Problem statement: Rewrite the passage of the Siwar Bousetta article from "Siwar Bousetta (سوار" to "in Paris, France.", replacing "three-time medalist" with "three-time medal winner".

Article:
----------------------------------------

Siwar Bousetta

Personal information
- Nationality: Tunisian
- Born: 23 July 1999 (age 27)

Sport
- Country: Tunisia
- Sport: Amateur wrestling
- Weight class: 57 kg
- Event: Freestyle

Medal record
Women's freestyle wrestling
Representing Tunisia
African Games
| Bronze medal – third place | 2019 Rabat | 57 kg |
African Championships
| Gold medal – first place | 2023 Hammamet | 59 kg |
| Silver medal – second place | 2022 El Jadida | 59 kg |
| Bronze medal – third place | 2020 Algiers | 57 kg |
Mediterranean Games
| Silver medal – second place | 2022 Oran | 57 kg |

= Siwar Bousetta =

Tunisian freestyle wrestler

Siwar Bousetta (سوار بوستّة, born 23 July 1999), also spelled Bouseta, is a Tunisian freestyle wrestler. She is a bronze medalist at the African Games and a three-time medalist, including gold, at the African Wrestling Championships. She represented Tunisia at the 2020 Summer Olympics in Tokyo, Japan and 2024 Summer Olympics in Paris, France.

== Career ==

She represented Tunisia at the 2019 African Games held in Rabat, Morocco and she won one of the bronze medals in the women's freestyle 57 kg event.

----------------------------------------

Information shown:

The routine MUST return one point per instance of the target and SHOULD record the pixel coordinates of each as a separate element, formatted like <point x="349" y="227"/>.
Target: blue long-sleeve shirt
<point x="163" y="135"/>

----------------------------------------

Exercise answer:
Siwar Bousetta (سوار بوستّة, born 23 July 1999), also spelled Bouseta, is a Tunisian freestyle wrestler. She is a bronze medalist at the African Games and a three-time medal winner, including gold, at the African Wrestling Championships. She represented Tunisia at the 2020 Summer Olympics in Tokyo, Japan and 2024 Summer Olympics in Paris, France.